I need the entries printed again word for word, without the images.

-*-*-

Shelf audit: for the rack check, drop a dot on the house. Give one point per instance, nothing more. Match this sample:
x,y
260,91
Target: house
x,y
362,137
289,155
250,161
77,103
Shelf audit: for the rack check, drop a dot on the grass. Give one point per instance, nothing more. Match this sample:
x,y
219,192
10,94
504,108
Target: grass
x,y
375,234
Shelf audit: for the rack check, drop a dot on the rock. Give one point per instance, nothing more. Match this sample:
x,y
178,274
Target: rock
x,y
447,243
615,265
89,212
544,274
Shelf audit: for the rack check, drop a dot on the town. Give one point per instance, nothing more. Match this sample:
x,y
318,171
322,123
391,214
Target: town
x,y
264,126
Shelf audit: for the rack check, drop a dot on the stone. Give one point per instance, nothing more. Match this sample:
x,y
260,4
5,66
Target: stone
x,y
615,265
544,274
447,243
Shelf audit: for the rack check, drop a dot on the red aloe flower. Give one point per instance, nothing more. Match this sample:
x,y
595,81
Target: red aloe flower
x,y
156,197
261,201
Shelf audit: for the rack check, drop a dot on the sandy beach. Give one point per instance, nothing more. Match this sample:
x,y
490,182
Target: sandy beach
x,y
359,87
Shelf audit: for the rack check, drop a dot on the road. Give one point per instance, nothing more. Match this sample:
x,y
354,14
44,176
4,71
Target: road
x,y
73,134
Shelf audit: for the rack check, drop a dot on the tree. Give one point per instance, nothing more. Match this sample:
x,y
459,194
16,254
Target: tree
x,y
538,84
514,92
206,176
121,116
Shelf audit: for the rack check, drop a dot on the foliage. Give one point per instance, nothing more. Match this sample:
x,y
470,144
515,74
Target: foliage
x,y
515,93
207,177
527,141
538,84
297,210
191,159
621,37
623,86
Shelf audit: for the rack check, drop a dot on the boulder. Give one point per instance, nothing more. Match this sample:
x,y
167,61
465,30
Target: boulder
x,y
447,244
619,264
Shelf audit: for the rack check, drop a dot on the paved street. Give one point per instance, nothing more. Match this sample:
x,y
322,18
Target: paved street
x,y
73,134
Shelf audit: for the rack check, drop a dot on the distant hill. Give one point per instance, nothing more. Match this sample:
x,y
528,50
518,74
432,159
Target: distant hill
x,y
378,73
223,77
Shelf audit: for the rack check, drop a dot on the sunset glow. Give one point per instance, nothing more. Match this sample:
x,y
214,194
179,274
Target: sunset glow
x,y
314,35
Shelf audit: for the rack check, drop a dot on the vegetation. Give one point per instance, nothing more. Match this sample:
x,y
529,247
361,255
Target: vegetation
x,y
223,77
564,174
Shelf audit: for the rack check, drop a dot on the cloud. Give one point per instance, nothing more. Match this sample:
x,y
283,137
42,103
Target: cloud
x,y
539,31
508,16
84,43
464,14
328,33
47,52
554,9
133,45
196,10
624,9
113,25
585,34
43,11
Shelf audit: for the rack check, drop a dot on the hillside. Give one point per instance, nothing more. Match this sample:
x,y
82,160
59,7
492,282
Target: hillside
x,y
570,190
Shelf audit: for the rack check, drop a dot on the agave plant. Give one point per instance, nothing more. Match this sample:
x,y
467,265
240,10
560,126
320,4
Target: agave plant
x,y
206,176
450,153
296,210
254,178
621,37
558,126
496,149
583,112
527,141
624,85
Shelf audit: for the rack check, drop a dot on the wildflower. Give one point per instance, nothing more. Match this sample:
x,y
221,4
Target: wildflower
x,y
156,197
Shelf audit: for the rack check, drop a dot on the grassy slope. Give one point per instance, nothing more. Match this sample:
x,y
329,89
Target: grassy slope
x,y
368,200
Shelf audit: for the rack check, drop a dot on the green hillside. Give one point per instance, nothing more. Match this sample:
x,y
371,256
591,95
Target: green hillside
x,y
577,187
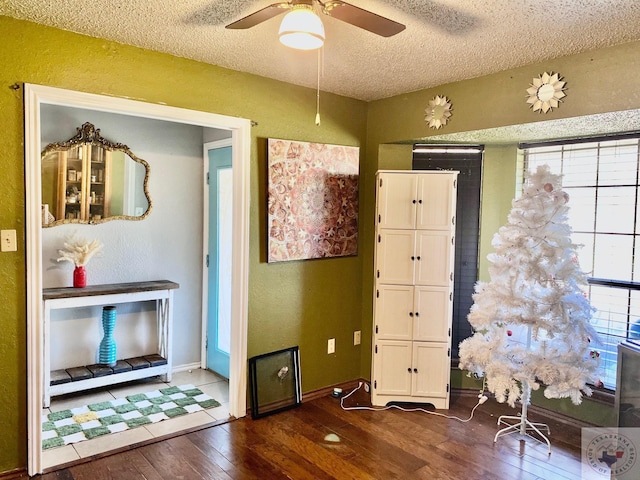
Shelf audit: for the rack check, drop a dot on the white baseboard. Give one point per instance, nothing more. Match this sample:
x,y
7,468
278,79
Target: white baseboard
x,y
186,367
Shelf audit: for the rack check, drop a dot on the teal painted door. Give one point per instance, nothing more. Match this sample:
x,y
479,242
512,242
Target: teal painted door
x,y
220,231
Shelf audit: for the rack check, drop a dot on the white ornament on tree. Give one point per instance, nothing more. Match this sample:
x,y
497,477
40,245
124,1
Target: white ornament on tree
x,y
532,320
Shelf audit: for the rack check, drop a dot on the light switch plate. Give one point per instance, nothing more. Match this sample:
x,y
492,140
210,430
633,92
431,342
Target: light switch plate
x,y
8,242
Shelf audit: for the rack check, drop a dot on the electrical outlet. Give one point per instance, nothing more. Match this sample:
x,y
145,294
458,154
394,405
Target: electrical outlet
x,y
8,242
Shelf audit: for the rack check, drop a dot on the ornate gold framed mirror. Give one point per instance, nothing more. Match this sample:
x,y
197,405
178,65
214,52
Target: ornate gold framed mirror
x,y
88,179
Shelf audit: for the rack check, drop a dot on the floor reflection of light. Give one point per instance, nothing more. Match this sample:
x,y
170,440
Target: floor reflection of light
x,y
332,437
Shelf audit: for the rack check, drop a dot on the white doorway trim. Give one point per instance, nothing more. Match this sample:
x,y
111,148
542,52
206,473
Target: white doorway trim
x,y
34,97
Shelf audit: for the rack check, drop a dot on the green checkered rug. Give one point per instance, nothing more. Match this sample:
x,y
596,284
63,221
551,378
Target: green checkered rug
x,y
91,421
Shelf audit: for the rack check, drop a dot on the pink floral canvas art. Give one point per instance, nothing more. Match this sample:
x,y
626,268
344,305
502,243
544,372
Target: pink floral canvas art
x,y
312,200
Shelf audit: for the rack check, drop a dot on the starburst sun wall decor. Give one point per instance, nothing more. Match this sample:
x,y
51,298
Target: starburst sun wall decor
x,y
545,92
438,112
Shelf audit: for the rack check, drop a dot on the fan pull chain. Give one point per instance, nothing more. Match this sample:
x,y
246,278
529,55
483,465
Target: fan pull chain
x,y
318,90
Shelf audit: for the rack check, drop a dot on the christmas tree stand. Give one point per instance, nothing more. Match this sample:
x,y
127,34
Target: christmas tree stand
x,y
523,425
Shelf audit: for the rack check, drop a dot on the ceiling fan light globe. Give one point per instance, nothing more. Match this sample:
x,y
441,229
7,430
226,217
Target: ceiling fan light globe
x,y
301,29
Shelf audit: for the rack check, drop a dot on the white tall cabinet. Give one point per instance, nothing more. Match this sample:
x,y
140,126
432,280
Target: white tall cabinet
x,y
413,294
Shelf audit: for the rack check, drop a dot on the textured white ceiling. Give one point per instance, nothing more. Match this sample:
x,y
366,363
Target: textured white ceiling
x,y
445,40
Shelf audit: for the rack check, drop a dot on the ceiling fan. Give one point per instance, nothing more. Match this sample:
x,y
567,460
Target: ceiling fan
x,y
337,9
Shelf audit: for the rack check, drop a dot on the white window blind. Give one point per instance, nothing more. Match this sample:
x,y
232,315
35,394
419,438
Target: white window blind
x,y
601,178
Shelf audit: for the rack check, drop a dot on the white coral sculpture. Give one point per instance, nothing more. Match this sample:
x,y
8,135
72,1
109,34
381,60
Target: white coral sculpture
x,y
79,251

-*-*-

--- Response below ---
Shelf audit: for the rack check, drop a dot on the house. Give one point per instance, nothing more. Match this sample:
x,y
260,91
Target: house
x,y
362,137
289,155
250,161
77,103
Shelf audit: for the rack check, drop a dot on the grass. Give one point per instance, nothing more. Match this sample:
x,y
219,192
10,94
504,108
Target: grass
x,y
375,234
Shelf audit: for the rack check, drop a dot on the rock. Give one point per instance, nothing more. Match this sample:
x,y
178,274
Target: rock
x,y
447,243
615,265
89,212
544,274
Shelf audit: for the rack check, drop a dot on the town. Give one point per instance, nothing more. Match this sample:
x,y
318,171
322,123
391,214
Target: town
x,y
264,126
Shelf audit: for the rack check, drop a dot on the stone. Give one point per instance, nothing more. Match this sample:
x,y
260,4
5,66
Target: stone
x,y
615,265
544,274
447,243
Shelf audit: for the rack check, drop a dot on the red aloe flower. Give one point per instance, nothing more. Match this sample:
x,y
595,81
Target: red aloe flower
x,y
156,197
261,201
Shelf audit: for the rack check, drop a dot on the sandy beach. Give one point per instance, nothing more. Match this sample:
x,y
490,182
Target: sandy beach
x,y
359,87
Shelf audit: for the rack check, drop a dot on the road. Give one point per instance, nothing more. Match this sample:
x,y
354,14
44,176
4,71
Target: road
x,y
73,134
Shelf audit: for the rack check, drop a dot on the tree. Give one point per instance, nothing more. Match this sample:
x,y
459,194
16,254
Target: tree
x,y
538,84
514,92
206,176
121,116
Shelf audit: for the rack check, drop a dot on the foliage. Give one point per instance, nothing more. Match this sample:
x,y
470,144
515,74
Target: foliage
x,y
515,93
207,177
527,141
538,84
297,210
191,159
621,37
623,86
Shelf audit: for the rack check, drop a dot on the boulder. Give one point per instance, nothing more. Match this sample:
x,y
167,61
465,30
Target: boulder
x,y
447,244
619,264
Shelf audit: for the rack check, drop a dot on the paved street. Give one point per instance, nothing more. Match this sample:
x,y
322,18
Target: paved street
x,y
73,134
Shelf audit: for the rack check, drop a dot on the distant hill. Give one point per instance, nothing more. Match this sample:
x,y
528,50
518,74
432,159
Target: distant hill
x,y
378,73
223,77
Shelf audit: for the rack check, drop a dot on the sunset glow. Give one point per instance, nothing more. Match this sample:
x,y
214,194
179,274
Target: sunset glow
x,y
314,35
Shelf audit: for the rack check, drop a dot on the vegetation. Give one point per instance, nothing more. Match this sample:
x,y
529,247
361,255
Target: vegetation
x,y
223,77
564,174
Shelf audit: for the rack check, drop a dot on the cloud. Give one point per instance, nothing more. Match this sample:
x,y
283,137
42,103
Target: cloud
x,y
539,31
508,16
84,43
464,14
328,33
47,52
554,9
133,45
196,10
624,9
113,25
585,34
43,11
Shelf audit: for the rack check, drop a dot on the hillside. Give one point per instance, nothing more. Match this sample:
x,y
82,160
59,7
492,282
Target: hillside
x,y
570,190
Shelf audit: for the rack check, drop a dot on the agave plant. Give one point per instance, nothing more. Match this sample:
x,y
467,265
240,10
560,126
320,4
Target: agave plant
x,y
206,176
450,153
296,210
254,178
621,37
558,126
496,149
583,112
527,141
624,85
Shelf audit: for the rack check, drop a dot on the wildflower. Give one point per instance, nothing more. Match this sample:
x,y
221,4
Target: wildflower
x,y
156,197
Shelf audit: for the rack check, drop a dot on the grassy slope. Give one point per instance, nothing more. Match this sample:
x,y
329,89
Target: grassy slope
x,y
368,200
Shelf audit: for the rack check, drop a dot on the green hillside. Give one point per instance, nothing more. Match this sample:
x,y
371,256
591,95
Target: green hillside
x,y
577,187
Shelf audit: for the rack check, drop a dot on the white baseboard. Give one point per instance, nothing more. Match this sample:
x,y
7,468
278,79
Target: white baseboard
x,y
186,367
Shelf audit: for the rack check, drop a dot on the teal painted door. Give one point per instance, nothing more. Match this sample:
x,y
479,242
512,242
Target: teal painted door
x,y
220,231
Shelf audit: for the rack check, drop a dot on the white ornament on tree. Give one point per instance, nothing more. Match this sample:
x,y
497,477
40,245
124,1
Target: white ornament on tree
x,y
532,320
Shelf audit: for the rack check, drop a dot on the light switch plate. Give one point per instance, nothing more. Match this sample:
x,y
492,140
210,430
633,92
431,342
Target: light switch plate
x,y
8,242
Shelf audit: for the rack check, drop a dot on the electrical outlet. Give one point per instance, nothing more. Match this sample:
x,y
145,294
458,154
394,405
Target: electrical outlet
x,y
8,242
Shelf audit: for the rack check, drop a dot on the ornate gold framed mirror. Give one point per instance, nothing more. Match this sample:
x,y
197,405
178,65
214,52
Target: ornate gold framed mirror
x,y
88,179
Shelf audit: for the rack check, drop a dot on the floor reflection of light. Give one point per instance, nothing more. Match this sample:
x,y
170,440
Target: floor reflection of light
x,y
332,437
Shelf audit: for the rack check, drop a dot on the white doorway trim. Give one point per instance, nothing more. Match this sample:
x,y
111,148
542,52
206,473
Target: white doorway trim
x,y
34,97
Shelf audit: for the rack check, drop a dot on the green checkered rug. Give one point per instance, nothing more. Match this sample:
x,y
596,284
63,221
551,378
Target: green checkered rug
x,y
91,421
Shelf audit: for the rack check, drop a dot on the pink floral canvas art. Give one point per instance, nothing more. Match this sample:
x,y
626,268
344,305
502,243
544,372
Target: pink floral canvas art
x,y
312,200
Shelf audit: for the rack check, drop a dot on the starburst sun wall decor. Give one point per instance, nothing more. Match this sample:
x,y
51,298
Target: starburst sun wall decor
x,y
545,92
438,112
Shelf audit: for the rack check, drop a dot on the fan pull chain. Give one point per instance, nothing more. Match this sample:
x,y
246,278
529,55
483,465
Target: fan pull chain
x,y
318,90
Shelf audit: for the rack check, drop a dot on the christmas tree stand. Give one point per instance, nothing more. Match this sample:
x,y
127,34
Target: christmas tree stand
x,y
523,425
Shelf audit: for the rack check, drop a dot on the ceiling fan light globe. Give one point per instance, nothing more. Match this sample:
x,y
441,229
7,430
226,217
Target: ceiling fan light globe
x,y
301,29
Shelf audit: for the rack check, drop a dot on the white tall cabinet. Give one point per instance, nothing more. Match this sample:
x,y
140,126
432,280
Target: white tall cabinet
x,y
413,294
Shelf audit: for the rack check, drop a dot on the textured white ceiling. Give one point per instance, nothing more. Match this sample:
x,y
366,363
Target: textured white ceiling
x,y
445,40
Shelf audit: for the rack check, drop a dot on the ceiling fan. Give one point per instance, nothing more. Match this sample:
x,y
567,460
Target: ceiling fan
x,y
337,9
Shelf audit: for the rack check, drop a dot on the white window blind. Give one point per instance, nothing more. Match this sample:
x,y
232,315
35,394
419,438
Target: white window blind
x,y
601,178
Shelf audit: for the rack check, drop a dot on the white coral sculpture. Give one point per instance, nothing more. Match this sample:
x,y
8,135
72,1
109,34
381,60
Target: white coral sculpture
x,y
79,251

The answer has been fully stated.